:: Extract provided ::
>>>>
New immigration law clinic is a partnership between Emory Law, Kuck | Baxter Immigration Partners, and Church of Jesus Christ of Latter Day Saints. Pictured during the inaugural clinic on August 8 at La Mansion Events Hall in Chamblee, are, from left, Jorge Gavilanes (Kuck Baxter), Jerry Zhang (3L), Tyler George (3L), and Uriel Delgado (Kuck Baxter)... Attending the inaugural Immigrant Services Initiative law clinic on Aug. 8 at La Mansion Events Hall in Chamblee, Georgia, were (from left) Jorge Gavilanes of Kuck Baxter, Emory Law 3Ls Jerry Zhang and Tyler George and Uriel Delgado of Kuck Baxter. (Courtesy photo)

A new monthly immigration law clinic that is free to the public has just launched in Chamblee thanks to a partnership between Emory University School of Law and the Church of Jesus Christ of Latter-day Saints, with a big assist from the law firm Kuck Baxter Immigration Partners.
<<<<
:: Task set ::
**a.** Could you edit the clinic article between "New immigration law" and "Baxter Immigration Partners.", inclusive, so that "monthly" reads "weekly"?
**b.** Can you continue the clinic article from its final sentence?
The items that come next are a separate body of material, unrelated to the clinic article.

(Phrase grounding data)
>>>>
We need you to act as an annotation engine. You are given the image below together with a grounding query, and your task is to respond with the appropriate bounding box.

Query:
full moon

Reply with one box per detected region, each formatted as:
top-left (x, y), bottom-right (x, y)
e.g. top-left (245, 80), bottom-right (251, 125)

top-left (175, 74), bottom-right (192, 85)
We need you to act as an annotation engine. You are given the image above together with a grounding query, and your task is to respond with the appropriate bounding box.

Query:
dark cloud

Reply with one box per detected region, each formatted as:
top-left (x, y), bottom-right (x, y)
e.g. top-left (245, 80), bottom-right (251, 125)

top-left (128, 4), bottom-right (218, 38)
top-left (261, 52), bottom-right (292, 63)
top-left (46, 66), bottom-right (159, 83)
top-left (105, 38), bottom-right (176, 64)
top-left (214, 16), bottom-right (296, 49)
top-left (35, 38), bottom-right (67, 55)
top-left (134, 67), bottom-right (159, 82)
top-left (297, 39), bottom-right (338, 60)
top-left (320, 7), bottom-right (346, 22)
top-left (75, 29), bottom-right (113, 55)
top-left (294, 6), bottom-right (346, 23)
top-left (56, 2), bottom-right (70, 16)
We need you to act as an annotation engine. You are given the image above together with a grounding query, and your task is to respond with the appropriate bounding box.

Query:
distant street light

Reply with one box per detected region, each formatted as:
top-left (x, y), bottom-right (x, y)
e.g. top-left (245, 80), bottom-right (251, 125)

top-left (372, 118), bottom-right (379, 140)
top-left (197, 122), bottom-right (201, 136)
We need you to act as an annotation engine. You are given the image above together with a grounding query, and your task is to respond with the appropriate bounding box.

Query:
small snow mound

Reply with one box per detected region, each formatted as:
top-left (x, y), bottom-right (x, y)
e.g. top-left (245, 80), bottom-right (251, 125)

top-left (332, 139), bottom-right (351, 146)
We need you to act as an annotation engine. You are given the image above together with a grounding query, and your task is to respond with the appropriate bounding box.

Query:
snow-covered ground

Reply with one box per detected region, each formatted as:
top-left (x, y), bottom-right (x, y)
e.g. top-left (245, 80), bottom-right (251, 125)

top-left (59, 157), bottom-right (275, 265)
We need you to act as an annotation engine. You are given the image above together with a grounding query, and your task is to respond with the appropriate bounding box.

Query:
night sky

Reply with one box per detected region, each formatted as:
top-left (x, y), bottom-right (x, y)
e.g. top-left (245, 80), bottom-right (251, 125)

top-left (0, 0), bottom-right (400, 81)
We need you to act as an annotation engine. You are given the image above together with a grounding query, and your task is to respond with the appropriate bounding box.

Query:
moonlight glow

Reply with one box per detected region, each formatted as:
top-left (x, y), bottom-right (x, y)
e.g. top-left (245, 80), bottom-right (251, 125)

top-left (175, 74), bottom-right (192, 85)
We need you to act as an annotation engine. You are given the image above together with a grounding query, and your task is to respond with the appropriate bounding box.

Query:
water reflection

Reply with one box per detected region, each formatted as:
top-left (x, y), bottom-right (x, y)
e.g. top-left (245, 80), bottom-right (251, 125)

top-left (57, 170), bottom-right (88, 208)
<<<<
:: Answer set ::
**a.**
New immigration law clinic is a partnership between Emory Law, Kuck | Baxter Immigration Partners, and Church of Jesus Christ of Latter Day Saints. Pictured during the inaugural clinic on August 8 at La Mansion Events Hall in Chamblee, are, from left, Jorge Gavilanes (Kuck Baxter), Jerry Zhang (3L), Tyler George (3L), and Uriel Delgado (Kuck Baxter)... Attending the inaugural Immigrant Services Initiative law clinic on Aug. 8 at La Mansion Events Hall in Chamblee, Georgia, were (from left) Jorge Gavilanes of Kuck Baxter, Emory Law 3Ls Jerry Zhang and Tyler George and Uriel Delgado of Kuck Baxter. (Courtesy photo)

A new weekly immigration law clinic that is free to the public has just launched in Chamblee thanks to a partnership between Emory University School of Law and the Church of Jesus Christ of Latter-day Saints, with a big assist from the law firm Kuck Baxter Immigration Partners.

**b.**
The Mormon Church already operates six such clinics in cities in Utah and Arizona. This is its first on the East Coast.

The biggest obstacle for recent immigrants and others with immigration questions, said one of the clinic’s organizers, Jorge Gavilanes of Kuck Baxter, is they often don’t know where to start.

“It can seem intimidating to go to a law firm, or they may not be able to afford legal fees,” he said.

The immigrant community can also be preyed upon by unscrupulous purveyors of legal advice, Gavilanes said. “We want a place that offers reliable legal advice,” he said.

The law students perform intake and then route advice-seekers to volunteer lawyers for on-the-spot consultations about their immigration questions. The lawyers route more-complex cases to local firms or nonprofits.

Emory Law 3L Beta Martinez Nicks attended the clinic's soft launch. Emory Law 3L Beta Martinez Nicks attended the clinic’s soft launch.

The first Immigrant Services Initiative clinic attracted about 30 advice-seekers for its initial meeting at La Mansion Events Hall in Chamblee on Aug. 8, said Rita Sheffey, assistant dean of public service for Emory Law, who is leading the school’s effort.

Along with Sheffey and Keeley Youngblood from Emory Law’s Volunteer Clinic for Veterans, seven law students and three lawyers participated.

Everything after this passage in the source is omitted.